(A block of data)
· · · ·

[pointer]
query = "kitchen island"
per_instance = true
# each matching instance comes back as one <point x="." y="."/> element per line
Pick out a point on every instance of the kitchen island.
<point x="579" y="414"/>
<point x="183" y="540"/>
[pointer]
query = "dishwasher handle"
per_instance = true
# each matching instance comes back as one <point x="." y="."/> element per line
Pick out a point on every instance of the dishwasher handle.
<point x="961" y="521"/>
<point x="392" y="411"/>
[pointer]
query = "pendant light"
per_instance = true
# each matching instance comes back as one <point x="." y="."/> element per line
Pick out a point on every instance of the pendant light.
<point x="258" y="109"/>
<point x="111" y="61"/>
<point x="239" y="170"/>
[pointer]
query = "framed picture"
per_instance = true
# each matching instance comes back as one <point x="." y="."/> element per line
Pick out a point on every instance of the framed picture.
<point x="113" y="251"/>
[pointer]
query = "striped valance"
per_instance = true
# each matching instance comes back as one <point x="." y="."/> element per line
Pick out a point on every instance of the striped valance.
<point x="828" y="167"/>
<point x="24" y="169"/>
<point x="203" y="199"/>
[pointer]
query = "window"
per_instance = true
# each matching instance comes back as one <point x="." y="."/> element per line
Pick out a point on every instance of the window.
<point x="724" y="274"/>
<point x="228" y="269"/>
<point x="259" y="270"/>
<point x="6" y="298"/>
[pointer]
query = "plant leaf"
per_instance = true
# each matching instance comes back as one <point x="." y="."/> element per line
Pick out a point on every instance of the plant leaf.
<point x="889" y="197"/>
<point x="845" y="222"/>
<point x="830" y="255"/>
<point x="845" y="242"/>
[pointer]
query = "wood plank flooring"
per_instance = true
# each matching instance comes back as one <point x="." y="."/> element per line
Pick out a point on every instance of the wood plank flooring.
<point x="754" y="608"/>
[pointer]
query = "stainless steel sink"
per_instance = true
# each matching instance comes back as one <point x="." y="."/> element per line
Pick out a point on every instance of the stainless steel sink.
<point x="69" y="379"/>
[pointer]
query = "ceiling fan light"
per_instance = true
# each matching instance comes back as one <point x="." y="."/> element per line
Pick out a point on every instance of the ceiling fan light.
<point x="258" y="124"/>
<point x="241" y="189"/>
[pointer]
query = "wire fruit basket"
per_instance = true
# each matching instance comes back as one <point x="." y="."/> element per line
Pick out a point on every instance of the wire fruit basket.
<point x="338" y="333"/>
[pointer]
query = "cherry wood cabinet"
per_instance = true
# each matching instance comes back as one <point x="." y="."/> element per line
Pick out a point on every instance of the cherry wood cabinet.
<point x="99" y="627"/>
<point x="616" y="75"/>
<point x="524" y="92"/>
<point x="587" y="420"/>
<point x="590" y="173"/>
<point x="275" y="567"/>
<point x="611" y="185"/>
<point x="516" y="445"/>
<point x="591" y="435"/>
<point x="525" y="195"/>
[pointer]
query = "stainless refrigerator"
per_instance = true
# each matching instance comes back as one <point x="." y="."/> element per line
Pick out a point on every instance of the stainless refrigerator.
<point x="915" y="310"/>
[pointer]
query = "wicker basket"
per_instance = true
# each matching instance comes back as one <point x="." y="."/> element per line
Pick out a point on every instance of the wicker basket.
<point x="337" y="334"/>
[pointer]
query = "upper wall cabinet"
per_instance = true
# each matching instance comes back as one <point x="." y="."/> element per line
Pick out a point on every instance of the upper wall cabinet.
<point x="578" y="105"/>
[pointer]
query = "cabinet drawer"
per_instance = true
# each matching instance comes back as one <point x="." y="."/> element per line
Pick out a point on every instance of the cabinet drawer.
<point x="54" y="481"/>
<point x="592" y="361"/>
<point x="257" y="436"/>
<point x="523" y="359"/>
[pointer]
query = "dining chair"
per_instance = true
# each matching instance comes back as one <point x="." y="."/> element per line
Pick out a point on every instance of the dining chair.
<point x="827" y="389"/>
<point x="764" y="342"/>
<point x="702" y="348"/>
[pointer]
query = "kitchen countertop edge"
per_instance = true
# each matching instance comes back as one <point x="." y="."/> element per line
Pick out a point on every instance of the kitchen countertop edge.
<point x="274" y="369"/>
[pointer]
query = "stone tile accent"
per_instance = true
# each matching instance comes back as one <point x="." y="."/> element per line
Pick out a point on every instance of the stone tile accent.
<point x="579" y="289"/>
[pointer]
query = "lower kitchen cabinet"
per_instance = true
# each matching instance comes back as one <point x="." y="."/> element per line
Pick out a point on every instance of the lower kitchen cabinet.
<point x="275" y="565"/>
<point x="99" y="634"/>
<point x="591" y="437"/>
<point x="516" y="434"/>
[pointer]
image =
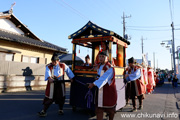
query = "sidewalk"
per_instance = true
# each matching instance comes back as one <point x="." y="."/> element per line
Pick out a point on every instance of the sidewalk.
<point x="163" y="104"/>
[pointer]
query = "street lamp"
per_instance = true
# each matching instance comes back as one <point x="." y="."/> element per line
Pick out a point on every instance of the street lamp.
<point x="169" y="42"/>
<point x="162" y="43"/>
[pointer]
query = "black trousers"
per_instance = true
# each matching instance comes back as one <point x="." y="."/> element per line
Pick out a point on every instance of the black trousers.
<point x="58" y="96"/>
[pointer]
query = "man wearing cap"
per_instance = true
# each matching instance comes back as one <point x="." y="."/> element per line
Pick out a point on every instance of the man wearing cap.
<point x="55" y="89"/>
<point x="134" y="86"/>
<point x="106" y="94"/>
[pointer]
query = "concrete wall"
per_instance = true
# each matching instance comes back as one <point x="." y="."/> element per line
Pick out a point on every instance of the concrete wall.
<point x="27" y="50"/>
<point x="17" y="76"/>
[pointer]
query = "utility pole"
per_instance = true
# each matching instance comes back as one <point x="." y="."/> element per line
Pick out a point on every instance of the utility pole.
<point x="154" y="61"/>
<point x="157" y="63"/>
<point x="124" y="26"/>
<point x="142" y="48"/>
<point x="173" y="48"/>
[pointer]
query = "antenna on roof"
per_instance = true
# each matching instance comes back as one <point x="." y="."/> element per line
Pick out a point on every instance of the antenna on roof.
<point x="12" y="6"/>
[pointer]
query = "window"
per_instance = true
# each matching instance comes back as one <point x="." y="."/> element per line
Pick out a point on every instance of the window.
<point x="25" y="59"/>
<point x="9" y="57"/>
<point x="34" y="60"/>
<point x="29" y="59"/>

· · · ·

### GOAL OF THE EXERCISE
Exclude the pictures, and transcribe all of the material exactly.

### SOLUTION TO THE EXERCISE
[pointer]
query = "kitchen island"
per_instance = true
# each matching instance comes back as one <point x="." y="."/> element per line
Pick out a point on every instance of the kitchen island.
<point x="579" y="414"/>
<point x="183" y="540"/>
[pointer]
query = "dishwasher handle"
per_instance = true
# each matching instance comes back as one <point x="." y="."/> element per line
Pick out a point on every instance of the dishwasher handle.
<point x="961" y="521"/>
<point x="392" y="411"/>
[pointer]
query = "pendant light"
per_instance = true
# each matching instance comes back as one <point x="." y="."/> element per line
Pick out a point on every instance of the pendant light.
<point x="258" y="109"/>
<point x="111" y="61"/>
<point x="239" y="170"/>
[pointer]
query = "framed picture"
per_instance = true
# each matching instance comes back as one <point x="." y="."/> element per line
Pick out a point on every instance of the framed picture.
<point x="113" y="251"/>
[pointer]
query = "striped valance"
per_instance = true
# each matching instance comes back as one <point x="." y="."/> element per line
Pick out a point on every instance of the striped valance.
<point x="828" y="167"/>
<point x="24" y="169"/>
<point x="203" y="199"/>
[pointer]
query = "window"
per_instance = true
# each matching instance comes back as one <point x="." y="."/> element per line
Pick out a point on every instance of the window.
<point x="724" y="274"/>
<point x="228" y="269"/>
<point x="259" y="270"/>
<point x="6" y="298"/>
[pointer]
query = "plant leaf"
per_instance = true
# each matching instance comes back as one <point x="." y="."/> element per line
Pick out a point on every instance of the plant leaf.
<point x="889" y="197"/>
<point x="845" y="222"/>
<point x="830" y="255"/>
<point x="845" y="242"/>
[pointer]
query = "wood plank flooring"
per_instance = true
# each matching instance comes back as one <point x="." y="."/> element per line
Pick out a point on every instance of the wood plank flooring.
<point x="754" y="608"/>
[pointer]
query = "stainless steel sink"
per_instance = true
# each matching instance comes back as one <point x="." y="."/> element per line
Pick out a point on every instance of the stainless steel sink.
<point x="69" y="379"/>
[pointer]
query = "ceiling fan light"
per_instance = true
# each matching instance comes back as one <point x="." y="."/> element per line
Pick out a point on every instance of the ceiling fan light.
<point x="258" y="124"/>
<point x="241" y="189"/>
[pointer]
query = "wire fruit basket"
per_instance = true
# each matching instance comes back as one <point x="." y="."/> element per line
Pick out a point on every instance of the wire fruit basket.
<point x="338" y="333"/>
[pointer]
query = "cherry wood cabinet"
per_instance = true
# each matching instance comes back as one <point x="." y="."/> element per line
Pick out a point on every instance of the cherry wood cabinet.
<point x="99" y="627"/>
<point x="616" y="75"/>
<point x="524" y="92"/>
<point x="587" y="420"/>
<point x="590" y="173"/>
<point x="275" y="567"/>
<point x="611" y="185"/>
<point x="516" y="445"/>
<point x="591" y="435"/>
<point x="525" y="195"/>
[pointer]
query = "stainless refrigerator"
per_instance = true
# each matching instance comes back as one <point x="." y="."/> element per line
Pick out a point on every instance of the stainless refrigerator.
<point x="915" y="310"/>
[pointer]
query = "wicker basket"
per_instance = true
# each matching instance comes back as one <point x="." y="."/> element per line
Pick out a point on every instance of the wicker basket.
<point x="337" y="334"/>
[pointer]
query = "upper wall cabinet"
per_instance = true
# each matching instance comes back as one <point x="." y="."/> element per line
Pick out a point on every instance of the upper wall cabinet.
<point x="578" y="105"/>
[pointer]
query = "cabinet drawer"
per_instance = true
# each matching instance comes back as one <point x="." y="."/> element per line
Pick out a point on every instance of the cabinet drawer.
<point x="54" y="481"/>
<point x="592" y="361"/>
<point x="257" y="436"/>
<point x="523" y="359"/>
[pointer]
query = "dining chair"
per_instance = true
# each matching instance comes back as one <point x="." y="."/> element per line
Pick out a point on every instance of the dining chair.
<point x="827" y="389"/>
<point x="764" y="342"/>
<point x="702" y="348"/>
[pointer]
query = "kitchen countertop edge"
per_instance = true
# each matching instance comes back as one <point x="." y="."/> element per line
Pick out a point on every instance of the kitchen countertop edge.
<point x="274" y="369"/>
[pointer]
query = "stone tile accent"
per_instance = true
# each matching instance comes back as one <point x="." y="."/> element per line
Pick out a point on every instance of the stone tile accent.
<point x="579" y="289"/>
[pointer]
query = "lower kitchen cabinet"
per_instance = true
# each matching instance comes back as one <point x="." y="."/> element per line
Pick out a point on every instance of the lower kitchen cabinet.
<point x="275" y="565"/>
<point x="99" y="634"/>
<point x="591" y="437"/>
<point x="516" y="434"/>
[pointer]
image =
query = "sidewalk"
per_instance = true
# each matching instance comes back as one <point x="." y="."/> element per line
Pick out a point on every instance of the sidewalk.
<point x="163" y="104"/>
[pointer]
query = "street lamp"
per_instance = true
# each matching instance comes back as one <point x="." y="."/> element per line
Pick out a point on every instance of the street lamp.
<point x="169" y="42"/>
<point x="162" y="43"/>
[pointer]
query = "black trousers"
per_instance = true
# each matching instance comes back as one <point x="." y="."/> element per line
Pick out a point on every instance of the black trousers.
<point x="58" y="96"/>
[pointer]
query = "man wearing cap"
per_instance = true
# each matching instance comes back as one <point x="." y="."/> element per line
Pick out a point on every instance of the man wearing cap.
<point x="55" y="89"/>
<point x="134" y="86"/>
<point x="106" y="94"/>
[pointer]
query = "concrete wall"
per_instance = true
# each matching instance comes back as one <point x="." y="."/> element per line
Pick out a point on every instance of the concrete wall.
<point x="27" y="50"/>
<point x="17" y="76"/>
[pointer]
query = "utility pole"
per_instance = true
# each matching instance comes back as one <point x="." y="."/> element per line
Pick out a point on every instance of the utility pole.
<point x="154" y="61"/>
<point x="157" y="63"/>
<point x="124" y="26"/>
<point x="142" y="48"/>
<point x="173" y="48"/>
[pointer]
query = "antenna on roof"
per_instance = true
# each matching instance comes back as one <point x="." y="."/> element per line
Pick out a point on every instance of the antenna on roof.
<point x="12" y="6"/>
[pointer]
query = "window"
per_instance = true
# each matching instance comes back as one <point x="." y="."/> element per line
Pick out a point on every instance of the window.
<point x="25" y="59"/>
<point x="9" y="57"/>
<point x="34" y="60"/>
<point x="29" y="59"/>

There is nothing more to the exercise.